- **Task requirements**:
A: Copy the stretch of the T-Mobile valuation text from "If T-Mobile can" through "the discount rate.", word for word.
B: Condense the paragraph of the T-Mobile valuation text beginning "If T-Mobile can continue to grow sales" into a short bulleted list that retains its main facts.

- **Provided passage**:
>>>>

T-Mobile looks okay on this count. For the past 3 years they’ve spent about as much on capital expenditures as they’ve taken in depreciation charges. This generally means that they’re treading water on the investment front.
If T-Mobile can continue to grow sales at the rate it has been over the last few years (big if), I estimate that the next 3 years will make T-Mobile about $7.5 billion (1.5 in the first, 2.5 in the second, and 3.5 in the third). From there on I assume that T-Mobile will stop growing and continue to make about $3.5 billion per year. Now all we need to do is add up those future earnings to get the present value of T-Mobile.
Unfortunately we can’t just add the numbers up, because $2.5 billion dollars is worth more to you today than it is 100 years from now (even without counting inflation). This is because you could invest the money if you got it today and then end up with more money 100 years from now. This means that future payments need to be discounted by an interest rate to determine their present value. This rate is called the discount rate.

<<<<

- **Information provided**:
>>>>

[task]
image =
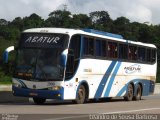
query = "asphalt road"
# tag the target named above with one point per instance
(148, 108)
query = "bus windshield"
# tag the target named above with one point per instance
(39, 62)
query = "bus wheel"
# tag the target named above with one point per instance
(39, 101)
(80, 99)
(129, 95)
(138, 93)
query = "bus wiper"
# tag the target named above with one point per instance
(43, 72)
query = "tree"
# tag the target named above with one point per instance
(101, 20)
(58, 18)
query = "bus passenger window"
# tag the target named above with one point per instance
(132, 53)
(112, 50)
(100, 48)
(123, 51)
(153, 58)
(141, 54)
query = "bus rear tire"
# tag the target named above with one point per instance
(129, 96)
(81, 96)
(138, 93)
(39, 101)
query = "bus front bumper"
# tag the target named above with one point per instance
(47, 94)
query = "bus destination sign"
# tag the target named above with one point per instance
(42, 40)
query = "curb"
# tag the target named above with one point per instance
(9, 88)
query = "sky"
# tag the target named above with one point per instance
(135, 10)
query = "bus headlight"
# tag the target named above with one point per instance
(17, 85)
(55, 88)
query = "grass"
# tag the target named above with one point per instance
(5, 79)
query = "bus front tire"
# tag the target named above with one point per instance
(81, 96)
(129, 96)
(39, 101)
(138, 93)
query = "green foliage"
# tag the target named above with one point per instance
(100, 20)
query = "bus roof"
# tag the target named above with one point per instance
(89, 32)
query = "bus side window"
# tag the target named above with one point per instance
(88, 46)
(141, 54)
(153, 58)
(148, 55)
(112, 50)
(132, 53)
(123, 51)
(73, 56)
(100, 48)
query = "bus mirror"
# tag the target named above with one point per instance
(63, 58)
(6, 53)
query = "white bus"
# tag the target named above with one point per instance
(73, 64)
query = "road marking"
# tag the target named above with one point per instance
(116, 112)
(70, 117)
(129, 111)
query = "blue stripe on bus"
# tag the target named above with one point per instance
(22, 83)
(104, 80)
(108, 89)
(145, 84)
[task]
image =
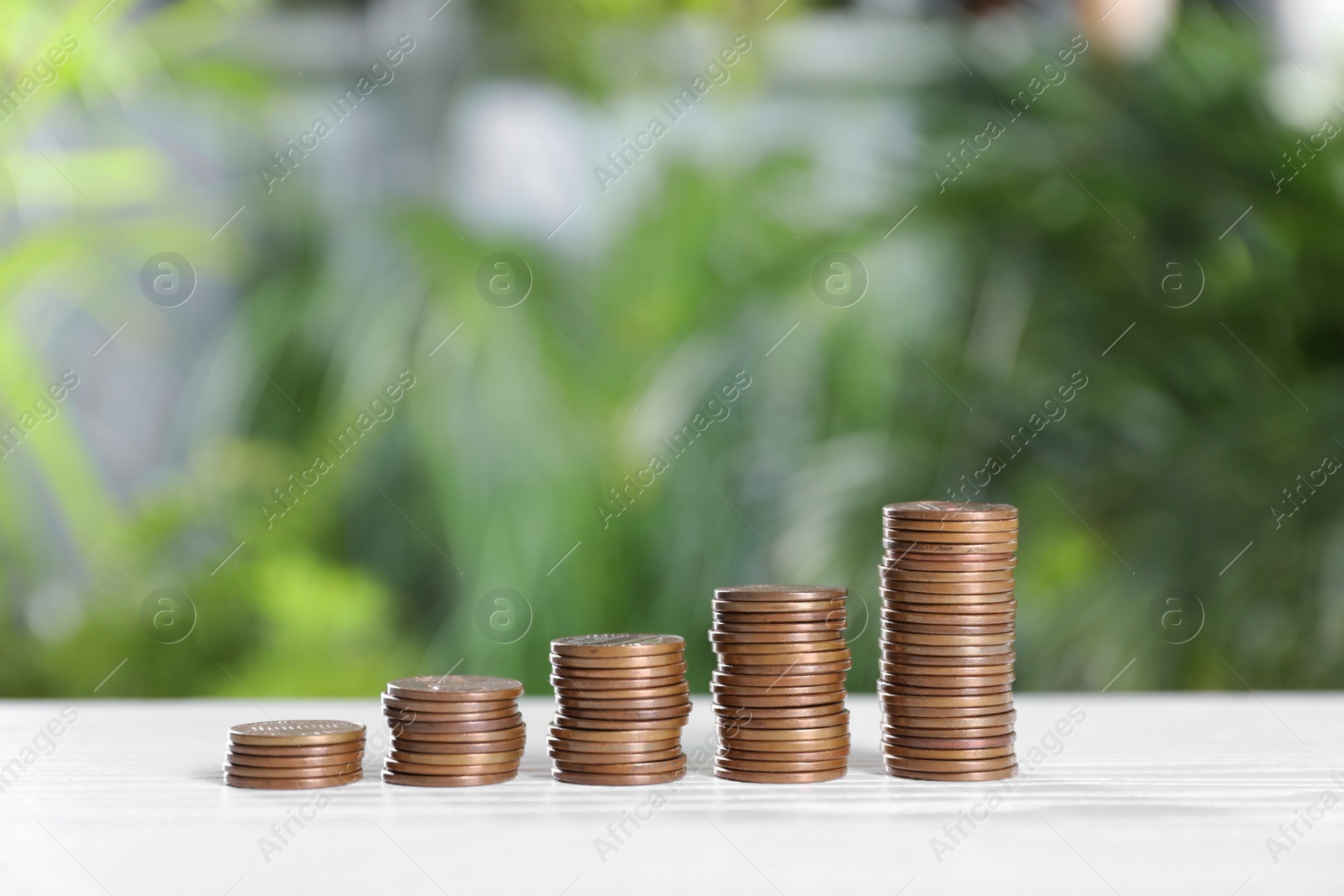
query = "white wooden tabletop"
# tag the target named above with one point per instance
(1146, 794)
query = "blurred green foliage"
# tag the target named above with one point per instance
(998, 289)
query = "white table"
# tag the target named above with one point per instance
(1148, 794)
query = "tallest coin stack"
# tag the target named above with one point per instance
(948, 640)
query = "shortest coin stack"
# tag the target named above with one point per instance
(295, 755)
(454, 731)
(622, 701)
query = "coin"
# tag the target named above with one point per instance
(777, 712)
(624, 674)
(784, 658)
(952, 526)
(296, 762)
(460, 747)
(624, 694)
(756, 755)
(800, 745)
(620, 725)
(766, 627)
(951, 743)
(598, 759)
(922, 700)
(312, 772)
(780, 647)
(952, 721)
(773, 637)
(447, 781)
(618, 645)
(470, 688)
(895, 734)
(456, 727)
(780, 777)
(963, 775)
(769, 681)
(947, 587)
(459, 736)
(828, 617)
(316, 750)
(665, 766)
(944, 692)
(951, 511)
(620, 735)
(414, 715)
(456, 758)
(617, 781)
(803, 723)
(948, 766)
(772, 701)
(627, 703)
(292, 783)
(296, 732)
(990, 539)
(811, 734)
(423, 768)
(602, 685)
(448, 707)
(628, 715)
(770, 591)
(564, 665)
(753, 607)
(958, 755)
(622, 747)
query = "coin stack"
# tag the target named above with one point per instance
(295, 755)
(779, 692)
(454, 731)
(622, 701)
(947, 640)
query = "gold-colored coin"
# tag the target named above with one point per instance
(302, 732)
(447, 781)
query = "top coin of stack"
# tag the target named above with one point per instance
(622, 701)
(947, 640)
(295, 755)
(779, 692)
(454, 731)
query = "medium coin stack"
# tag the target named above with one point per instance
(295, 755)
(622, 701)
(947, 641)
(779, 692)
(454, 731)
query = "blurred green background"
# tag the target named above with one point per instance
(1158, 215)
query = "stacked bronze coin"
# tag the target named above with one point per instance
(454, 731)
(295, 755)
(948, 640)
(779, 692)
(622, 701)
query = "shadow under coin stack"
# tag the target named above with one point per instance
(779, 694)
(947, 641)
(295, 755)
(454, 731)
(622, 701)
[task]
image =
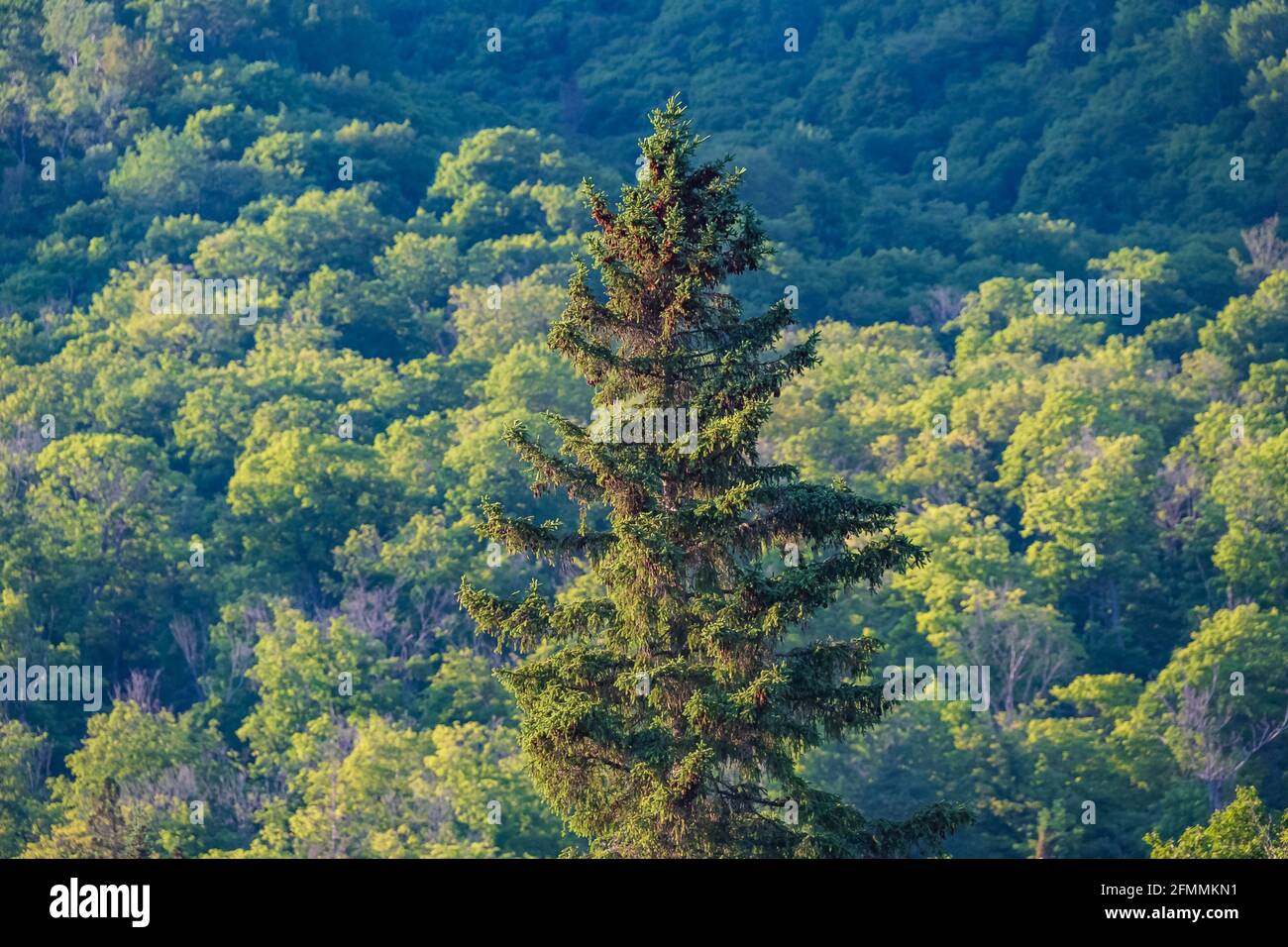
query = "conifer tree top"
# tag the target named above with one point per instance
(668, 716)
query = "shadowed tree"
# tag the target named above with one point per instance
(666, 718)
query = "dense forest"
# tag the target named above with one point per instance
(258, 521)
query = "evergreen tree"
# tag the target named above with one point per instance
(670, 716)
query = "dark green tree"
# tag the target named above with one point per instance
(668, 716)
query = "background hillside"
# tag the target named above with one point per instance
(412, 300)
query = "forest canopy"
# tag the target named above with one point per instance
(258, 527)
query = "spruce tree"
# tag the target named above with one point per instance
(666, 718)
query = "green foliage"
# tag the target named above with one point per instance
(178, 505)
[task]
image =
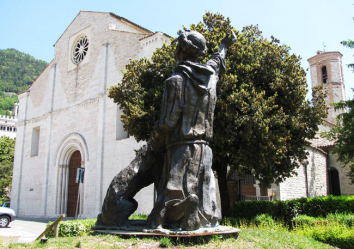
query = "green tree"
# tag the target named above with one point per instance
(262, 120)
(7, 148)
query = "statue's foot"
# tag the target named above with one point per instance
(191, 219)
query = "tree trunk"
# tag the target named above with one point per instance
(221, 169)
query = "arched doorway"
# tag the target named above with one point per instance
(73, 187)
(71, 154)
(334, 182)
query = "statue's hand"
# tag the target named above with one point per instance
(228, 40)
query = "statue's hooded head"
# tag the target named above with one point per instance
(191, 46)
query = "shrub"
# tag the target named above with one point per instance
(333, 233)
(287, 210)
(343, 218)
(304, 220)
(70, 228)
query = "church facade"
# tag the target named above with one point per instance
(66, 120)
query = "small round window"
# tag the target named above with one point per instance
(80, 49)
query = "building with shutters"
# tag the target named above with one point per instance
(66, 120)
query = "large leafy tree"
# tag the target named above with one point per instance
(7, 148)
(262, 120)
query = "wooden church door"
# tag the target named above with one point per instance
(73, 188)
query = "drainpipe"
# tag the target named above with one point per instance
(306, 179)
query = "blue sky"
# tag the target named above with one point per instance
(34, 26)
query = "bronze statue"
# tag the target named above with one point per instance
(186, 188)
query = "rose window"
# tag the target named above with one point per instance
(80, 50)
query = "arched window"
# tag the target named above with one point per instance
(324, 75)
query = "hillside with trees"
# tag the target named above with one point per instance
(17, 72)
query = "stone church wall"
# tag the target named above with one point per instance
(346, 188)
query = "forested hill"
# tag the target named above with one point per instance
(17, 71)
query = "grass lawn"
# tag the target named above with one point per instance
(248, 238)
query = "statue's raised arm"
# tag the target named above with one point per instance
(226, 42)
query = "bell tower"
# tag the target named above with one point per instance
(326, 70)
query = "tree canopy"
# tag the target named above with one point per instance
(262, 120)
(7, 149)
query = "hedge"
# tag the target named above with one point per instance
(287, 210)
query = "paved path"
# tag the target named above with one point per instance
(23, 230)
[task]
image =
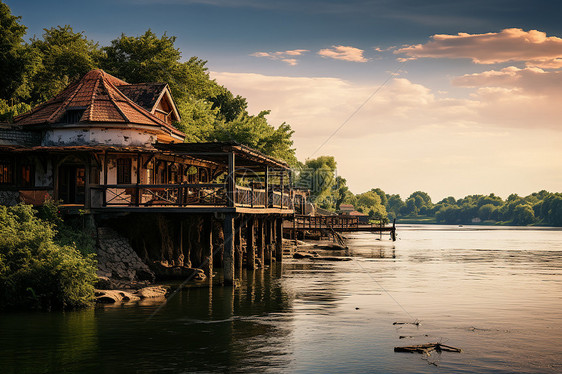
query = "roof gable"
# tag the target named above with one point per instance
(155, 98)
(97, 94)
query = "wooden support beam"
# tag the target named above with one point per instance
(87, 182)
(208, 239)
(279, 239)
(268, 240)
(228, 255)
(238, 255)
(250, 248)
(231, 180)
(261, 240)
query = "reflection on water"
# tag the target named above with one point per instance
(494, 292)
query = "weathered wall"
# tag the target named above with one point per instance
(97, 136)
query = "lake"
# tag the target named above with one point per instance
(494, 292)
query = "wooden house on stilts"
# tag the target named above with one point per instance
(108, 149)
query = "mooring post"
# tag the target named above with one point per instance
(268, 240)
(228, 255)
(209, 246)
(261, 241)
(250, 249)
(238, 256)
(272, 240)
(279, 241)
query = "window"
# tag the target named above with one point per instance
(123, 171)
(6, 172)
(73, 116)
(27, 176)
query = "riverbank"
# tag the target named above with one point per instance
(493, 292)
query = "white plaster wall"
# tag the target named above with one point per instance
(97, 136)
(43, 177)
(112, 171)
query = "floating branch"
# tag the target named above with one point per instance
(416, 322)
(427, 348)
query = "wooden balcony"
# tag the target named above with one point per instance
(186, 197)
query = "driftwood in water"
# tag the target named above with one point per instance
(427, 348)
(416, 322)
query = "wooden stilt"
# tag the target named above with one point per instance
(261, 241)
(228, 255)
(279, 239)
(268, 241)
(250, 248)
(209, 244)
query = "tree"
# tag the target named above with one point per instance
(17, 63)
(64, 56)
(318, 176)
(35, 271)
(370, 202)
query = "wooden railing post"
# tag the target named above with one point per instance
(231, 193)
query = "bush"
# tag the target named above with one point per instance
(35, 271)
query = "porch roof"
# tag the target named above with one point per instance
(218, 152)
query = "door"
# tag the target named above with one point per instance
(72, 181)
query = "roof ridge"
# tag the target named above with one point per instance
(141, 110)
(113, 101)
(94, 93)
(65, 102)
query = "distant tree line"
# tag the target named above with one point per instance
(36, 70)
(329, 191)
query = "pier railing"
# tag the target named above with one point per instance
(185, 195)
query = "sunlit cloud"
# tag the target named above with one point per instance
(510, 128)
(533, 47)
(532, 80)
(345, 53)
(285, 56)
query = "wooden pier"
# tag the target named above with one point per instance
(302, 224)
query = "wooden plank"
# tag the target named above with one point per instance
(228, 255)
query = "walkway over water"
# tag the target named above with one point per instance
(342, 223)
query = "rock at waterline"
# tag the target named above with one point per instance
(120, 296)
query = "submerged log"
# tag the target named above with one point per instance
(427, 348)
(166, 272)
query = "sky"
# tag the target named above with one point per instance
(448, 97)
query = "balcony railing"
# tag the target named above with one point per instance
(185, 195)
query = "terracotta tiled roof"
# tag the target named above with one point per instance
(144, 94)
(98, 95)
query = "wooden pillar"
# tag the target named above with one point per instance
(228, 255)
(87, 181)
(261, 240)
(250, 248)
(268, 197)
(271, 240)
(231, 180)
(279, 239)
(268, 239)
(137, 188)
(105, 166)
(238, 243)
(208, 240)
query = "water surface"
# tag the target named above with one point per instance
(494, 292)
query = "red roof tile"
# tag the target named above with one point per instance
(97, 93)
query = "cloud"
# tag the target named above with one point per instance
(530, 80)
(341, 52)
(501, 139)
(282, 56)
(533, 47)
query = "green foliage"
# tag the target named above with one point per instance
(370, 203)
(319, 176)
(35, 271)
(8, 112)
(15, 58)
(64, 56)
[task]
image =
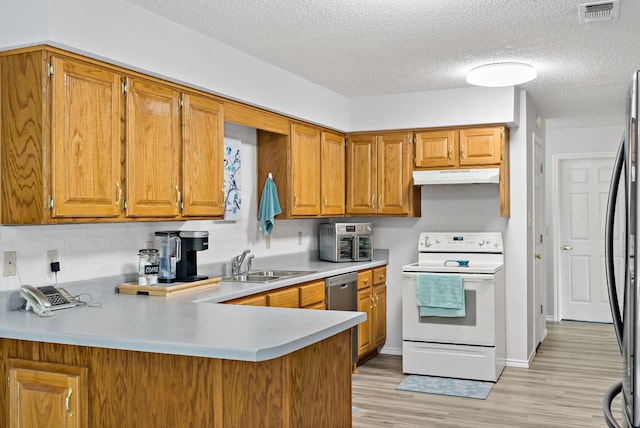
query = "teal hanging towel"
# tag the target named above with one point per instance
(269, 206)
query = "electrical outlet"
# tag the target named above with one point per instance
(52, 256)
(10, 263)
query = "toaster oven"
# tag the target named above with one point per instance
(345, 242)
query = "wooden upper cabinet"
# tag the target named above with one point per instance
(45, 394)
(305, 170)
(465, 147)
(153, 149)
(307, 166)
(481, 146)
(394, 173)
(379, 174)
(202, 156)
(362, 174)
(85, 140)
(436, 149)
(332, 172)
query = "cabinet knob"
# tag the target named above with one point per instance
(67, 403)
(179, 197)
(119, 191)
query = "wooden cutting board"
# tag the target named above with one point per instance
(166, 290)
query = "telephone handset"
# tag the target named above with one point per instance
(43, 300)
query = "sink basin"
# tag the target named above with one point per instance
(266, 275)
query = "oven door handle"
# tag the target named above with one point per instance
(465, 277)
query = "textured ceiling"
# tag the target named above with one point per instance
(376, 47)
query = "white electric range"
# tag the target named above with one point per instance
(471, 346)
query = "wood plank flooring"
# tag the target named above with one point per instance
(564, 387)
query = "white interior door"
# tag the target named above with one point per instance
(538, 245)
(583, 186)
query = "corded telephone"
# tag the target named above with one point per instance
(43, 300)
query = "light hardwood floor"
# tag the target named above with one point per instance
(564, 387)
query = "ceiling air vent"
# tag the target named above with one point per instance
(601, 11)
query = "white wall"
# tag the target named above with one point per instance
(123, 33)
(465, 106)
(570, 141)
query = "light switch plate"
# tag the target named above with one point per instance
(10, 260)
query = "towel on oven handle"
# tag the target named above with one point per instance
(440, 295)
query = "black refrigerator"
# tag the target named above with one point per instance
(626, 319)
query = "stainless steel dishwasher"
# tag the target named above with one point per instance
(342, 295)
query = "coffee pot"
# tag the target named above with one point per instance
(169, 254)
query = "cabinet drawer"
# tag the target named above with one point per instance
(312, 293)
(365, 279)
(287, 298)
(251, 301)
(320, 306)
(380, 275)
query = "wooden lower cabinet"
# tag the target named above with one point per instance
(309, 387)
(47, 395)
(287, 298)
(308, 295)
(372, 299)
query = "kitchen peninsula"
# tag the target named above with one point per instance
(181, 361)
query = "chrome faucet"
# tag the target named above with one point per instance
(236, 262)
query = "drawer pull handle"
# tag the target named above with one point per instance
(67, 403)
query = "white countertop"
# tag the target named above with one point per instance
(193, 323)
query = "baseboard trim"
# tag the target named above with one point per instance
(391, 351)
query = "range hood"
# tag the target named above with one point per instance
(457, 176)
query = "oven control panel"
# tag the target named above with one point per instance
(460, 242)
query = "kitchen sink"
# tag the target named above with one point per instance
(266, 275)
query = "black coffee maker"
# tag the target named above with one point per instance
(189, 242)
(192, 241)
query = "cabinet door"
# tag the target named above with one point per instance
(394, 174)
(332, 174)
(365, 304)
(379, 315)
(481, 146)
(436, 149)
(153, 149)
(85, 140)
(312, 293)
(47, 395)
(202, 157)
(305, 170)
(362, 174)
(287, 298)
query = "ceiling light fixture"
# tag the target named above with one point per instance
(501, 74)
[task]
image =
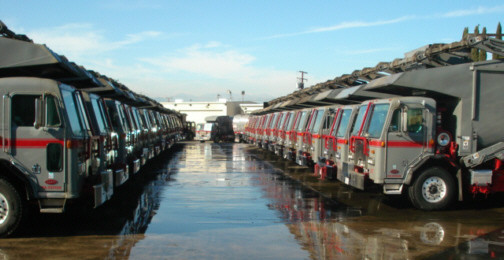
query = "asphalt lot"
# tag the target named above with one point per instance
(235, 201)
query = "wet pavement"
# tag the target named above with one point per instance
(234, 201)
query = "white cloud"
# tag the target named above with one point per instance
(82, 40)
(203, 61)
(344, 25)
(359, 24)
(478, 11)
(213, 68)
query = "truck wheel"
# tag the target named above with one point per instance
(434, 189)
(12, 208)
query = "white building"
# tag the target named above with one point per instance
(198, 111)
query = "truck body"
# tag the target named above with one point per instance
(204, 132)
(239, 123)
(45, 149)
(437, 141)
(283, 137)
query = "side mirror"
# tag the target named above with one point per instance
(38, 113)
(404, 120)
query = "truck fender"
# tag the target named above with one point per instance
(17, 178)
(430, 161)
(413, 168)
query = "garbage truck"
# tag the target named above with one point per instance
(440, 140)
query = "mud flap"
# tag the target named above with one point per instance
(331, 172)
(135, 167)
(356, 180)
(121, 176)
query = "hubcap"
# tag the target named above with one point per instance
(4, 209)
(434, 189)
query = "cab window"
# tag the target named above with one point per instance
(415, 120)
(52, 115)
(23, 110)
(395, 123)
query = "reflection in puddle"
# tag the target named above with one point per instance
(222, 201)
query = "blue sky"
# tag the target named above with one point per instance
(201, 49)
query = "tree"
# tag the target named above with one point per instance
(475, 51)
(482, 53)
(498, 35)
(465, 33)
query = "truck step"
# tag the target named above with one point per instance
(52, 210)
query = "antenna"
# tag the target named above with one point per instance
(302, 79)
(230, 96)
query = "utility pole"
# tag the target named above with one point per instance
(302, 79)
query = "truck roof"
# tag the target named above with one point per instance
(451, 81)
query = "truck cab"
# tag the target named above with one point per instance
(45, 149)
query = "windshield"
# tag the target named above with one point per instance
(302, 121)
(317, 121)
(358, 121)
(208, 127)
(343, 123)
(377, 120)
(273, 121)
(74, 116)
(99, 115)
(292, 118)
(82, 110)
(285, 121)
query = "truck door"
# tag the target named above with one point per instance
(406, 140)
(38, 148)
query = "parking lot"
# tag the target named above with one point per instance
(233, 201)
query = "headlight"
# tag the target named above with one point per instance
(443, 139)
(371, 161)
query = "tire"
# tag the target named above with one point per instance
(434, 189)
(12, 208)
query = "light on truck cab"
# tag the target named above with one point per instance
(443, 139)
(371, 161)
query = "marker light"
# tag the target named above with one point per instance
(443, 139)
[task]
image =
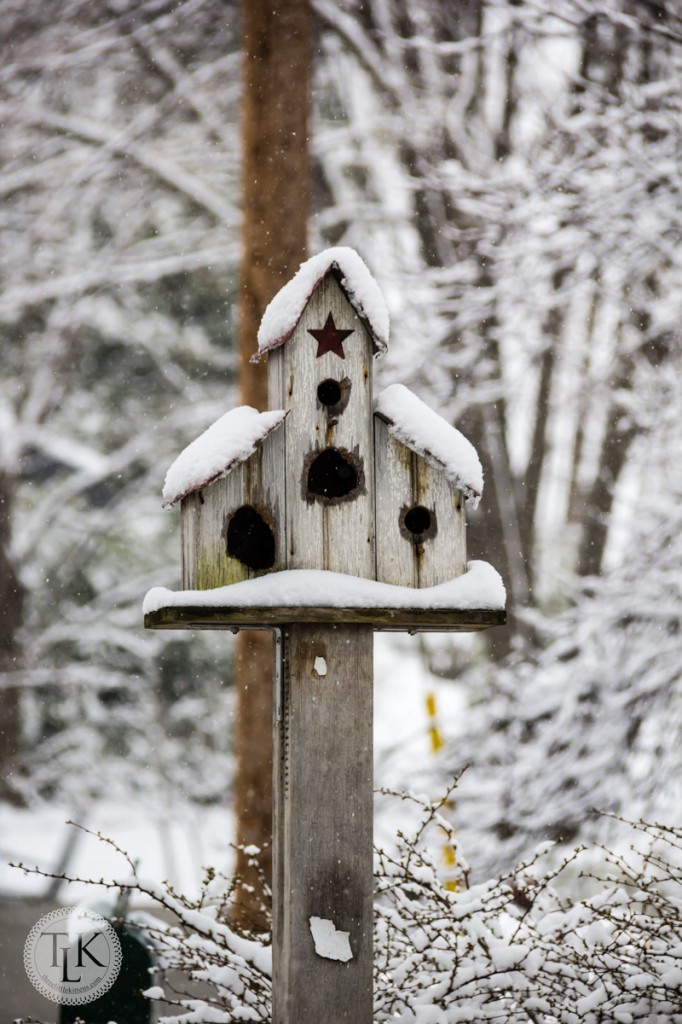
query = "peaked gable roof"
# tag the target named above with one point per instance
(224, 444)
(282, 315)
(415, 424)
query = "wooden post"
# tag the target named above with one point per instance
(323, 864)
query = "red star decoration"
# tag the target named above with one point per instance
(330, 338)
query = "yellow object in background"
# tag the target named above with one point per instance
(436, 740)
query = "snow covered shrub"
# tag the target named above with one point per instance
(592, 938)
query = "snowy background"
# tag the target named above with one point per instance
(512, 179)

<<<<

- **Task results**:
A:
If T-Mobile can continue to grow sales at the rate it has been over the last few years (big if), I estimate that the next 3 years will make T-Mobile about $7.5 billion (1.5 in the first, 2.5 in the second, and 3.5 in the third). From there on I assume that T-Mobile will stop growing and continue to make about $3.5 billion per year. Now all we need to do is add up those future earnings to get the present value of T-Mobile.
Unfortunately we can’t just add the numbers up, because $2.5 billion dollars is worth more to you today than it is 100 years from now (even without counting inflation). This is because you could invest the money if you got it today and then end up with more money 100 years from now. This means that future payments need to be discounted by an interest rate to determine their present value. This rate is called the discount rate.

B:
- Assumption: T-Mobile keeps growing sales at the rate of the last few years, which is described as a big if.
- Next 3 years: about $7.5 billion in total, consisting of $1.5 billion in the first year, $2.5 billion in the second, and $3.5 billion in the third.
- After that: growth is assumed to stop, with earnings of about $3.5 billion per year.
- Next step: add up these future earnings to obtain T-Mobile's present value.